-- Start of Stored rows --
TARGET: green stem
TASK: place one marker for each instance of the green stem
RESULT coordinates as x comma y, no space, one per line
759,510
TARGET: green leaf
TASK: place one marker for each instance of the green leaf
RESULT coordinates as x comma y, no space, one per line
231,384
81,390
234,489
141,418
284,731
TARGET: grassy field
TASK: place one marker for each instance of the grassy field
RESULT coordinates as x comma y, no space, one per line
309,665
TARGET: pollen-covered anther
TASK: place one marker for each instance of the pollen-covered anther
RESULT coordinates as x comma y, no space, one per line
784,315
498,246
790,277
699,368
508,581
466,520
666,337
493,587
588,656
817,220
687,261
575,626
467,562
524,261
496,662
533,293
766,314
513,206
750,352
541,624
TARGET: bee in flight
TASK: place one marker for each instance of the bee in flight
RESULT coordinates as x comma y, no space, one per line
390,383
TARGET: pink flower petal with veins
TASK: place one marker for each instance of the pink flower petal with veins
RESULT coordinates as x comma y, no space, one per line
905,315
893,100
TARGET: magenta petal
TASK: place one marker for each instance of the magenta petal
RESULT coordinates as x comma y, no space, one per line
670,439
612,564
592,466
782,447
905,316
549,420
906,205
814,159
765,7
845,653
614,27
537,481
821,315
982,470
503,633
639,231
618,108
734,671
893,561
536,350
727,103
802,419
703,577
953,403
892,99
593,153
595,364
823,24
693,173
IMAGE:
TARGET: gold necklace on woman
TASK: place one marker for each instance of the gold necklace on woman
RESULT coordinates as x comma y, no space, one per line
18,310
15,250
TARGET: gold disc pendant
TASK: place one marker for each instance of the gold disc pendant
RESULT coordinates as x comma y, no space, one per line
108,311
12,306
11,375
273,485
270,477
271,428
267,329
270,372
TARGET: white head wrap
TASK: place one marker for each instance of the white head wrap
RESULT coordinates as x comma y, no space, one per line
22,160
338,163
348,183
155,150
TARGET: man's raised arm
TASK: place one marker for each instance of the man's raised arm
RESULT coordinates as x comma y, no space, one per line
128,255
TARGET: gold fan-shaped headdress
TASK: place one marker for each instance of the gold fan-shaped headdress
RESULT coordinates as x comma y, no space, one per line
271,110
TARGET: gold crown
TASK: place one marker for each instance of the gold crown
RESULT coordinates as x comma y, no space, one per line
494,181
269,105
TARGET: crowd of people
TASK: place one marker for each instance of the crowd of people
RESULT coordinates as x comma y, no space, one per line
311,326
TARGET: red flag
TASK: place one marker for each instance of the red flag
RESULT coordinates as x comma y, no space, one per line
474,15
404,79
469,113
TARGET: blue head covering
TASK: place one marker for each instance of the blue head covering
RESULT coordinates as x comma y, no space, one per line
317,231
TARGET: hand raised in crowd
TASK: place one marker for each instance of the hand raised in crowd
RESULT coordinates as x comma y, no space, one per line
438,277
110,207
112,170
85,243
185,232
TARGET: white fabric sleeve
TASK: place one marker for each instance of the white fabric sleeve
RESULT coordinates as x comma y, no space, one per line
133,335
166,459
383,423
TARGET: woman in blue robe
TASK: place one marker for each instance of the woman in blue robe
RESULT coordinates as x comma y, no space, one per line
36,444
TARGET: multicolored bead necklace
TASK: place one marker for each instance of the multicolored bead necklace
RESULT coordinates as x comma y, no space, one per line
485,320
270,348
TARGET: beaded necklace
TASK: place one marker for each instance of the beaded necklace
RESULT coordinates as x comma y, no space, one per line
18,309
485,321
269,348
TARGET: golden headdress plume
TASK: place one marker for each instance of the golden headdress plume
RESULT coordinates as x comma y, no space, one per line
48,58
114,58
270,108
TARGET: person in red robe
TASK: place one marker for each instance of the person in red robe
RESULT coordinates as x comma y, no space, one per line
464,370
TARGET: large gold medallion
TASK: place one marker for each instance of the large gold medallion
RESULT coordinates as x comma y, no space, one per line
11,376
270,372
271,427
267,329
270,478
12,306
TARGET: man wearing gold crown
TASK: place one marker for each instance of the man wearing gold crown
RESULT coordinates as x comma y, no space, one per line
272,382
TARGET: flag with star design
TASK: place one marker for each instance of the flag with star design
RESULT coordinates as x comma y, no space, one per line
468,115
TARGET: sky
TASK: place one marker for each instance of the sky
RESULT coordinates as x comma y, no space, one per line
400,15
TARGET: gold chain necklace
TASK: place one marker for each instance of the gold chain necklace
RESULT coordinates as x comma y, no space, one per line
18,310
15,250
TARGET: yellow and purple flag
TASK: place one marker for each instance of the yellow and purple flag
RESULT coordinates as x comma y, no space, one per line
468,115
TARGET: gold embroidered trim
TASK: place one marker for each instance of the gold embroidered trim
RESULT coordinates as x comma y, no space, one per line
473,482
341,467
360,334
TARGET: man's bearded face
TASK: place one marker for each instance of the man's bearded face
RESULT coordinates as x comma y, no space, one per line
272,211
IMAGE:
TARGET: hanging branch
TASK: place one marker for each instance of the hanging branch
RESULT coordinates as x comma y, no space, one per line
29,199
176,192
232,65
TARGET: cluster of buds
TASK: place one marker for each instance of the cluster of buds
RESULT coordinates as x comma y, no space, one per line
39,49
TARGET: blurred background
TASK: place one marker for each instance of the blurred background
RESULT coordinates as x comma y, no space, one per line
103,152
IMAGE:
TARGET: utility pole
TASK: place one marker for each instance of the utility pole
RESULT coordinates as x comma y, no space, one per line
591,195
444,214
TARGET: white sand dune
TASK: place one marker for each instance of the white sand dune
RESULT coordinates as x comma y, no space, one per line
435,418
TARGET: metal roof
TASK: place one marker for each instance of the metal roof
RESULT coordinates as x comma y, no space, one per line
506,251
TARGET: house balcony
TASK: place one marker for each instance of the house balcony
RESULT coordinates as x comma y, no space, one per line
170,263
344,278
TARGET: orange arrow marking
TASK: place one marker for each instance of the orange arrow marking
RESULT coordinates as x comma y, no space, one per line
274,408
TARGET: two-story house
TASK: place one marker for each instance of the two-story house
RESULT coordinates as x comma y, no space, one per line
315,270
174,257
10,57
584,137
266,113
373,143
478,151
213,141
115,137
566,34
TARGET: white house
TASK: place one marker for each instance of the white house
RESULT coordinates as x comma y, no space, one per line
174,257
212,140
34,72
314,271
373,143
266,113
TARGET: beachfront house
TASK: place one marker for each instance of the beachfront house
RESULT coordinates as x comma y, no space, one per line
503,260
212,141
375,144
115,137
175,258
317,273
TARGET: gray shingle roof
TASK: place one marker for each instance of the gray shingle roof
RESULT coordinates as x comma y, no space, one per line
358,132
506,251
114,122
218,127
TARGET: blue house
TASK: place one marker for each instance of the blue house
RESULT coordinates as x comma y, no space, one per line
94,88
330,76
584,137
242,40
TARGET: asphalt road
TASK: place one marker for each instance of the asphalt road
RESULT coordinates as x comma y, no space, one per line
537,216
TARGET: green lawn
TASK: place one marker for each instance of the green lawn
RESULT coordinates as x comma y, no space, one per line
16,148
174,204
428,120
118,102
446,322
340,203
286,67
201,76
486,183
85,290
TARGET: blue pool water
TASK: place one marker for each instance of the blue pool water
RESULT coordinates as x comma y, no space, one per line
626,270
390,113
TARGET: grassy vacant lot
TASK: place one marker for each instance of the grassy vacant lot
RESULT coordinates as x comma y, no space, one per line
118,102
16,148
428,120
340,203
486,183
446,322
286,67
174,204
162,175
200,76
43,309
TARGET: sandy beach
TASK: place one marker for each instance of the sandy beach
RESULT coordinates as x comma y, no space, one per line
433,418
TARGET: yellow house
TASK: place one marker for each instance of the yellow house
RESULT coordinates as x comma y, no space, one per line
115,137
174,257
-- End of Stored rows --
- _Exercise directions_:
Quote the stretch of the data from the line containing "TARGET: yellow house" through the end of the data, word for word.

- _Output of the exercise_:
TARGET: yellow house
TASK: place one marker for each instance of the yellow house
RESULT coordinates as x comma y, no space, one per line
115,137
174,257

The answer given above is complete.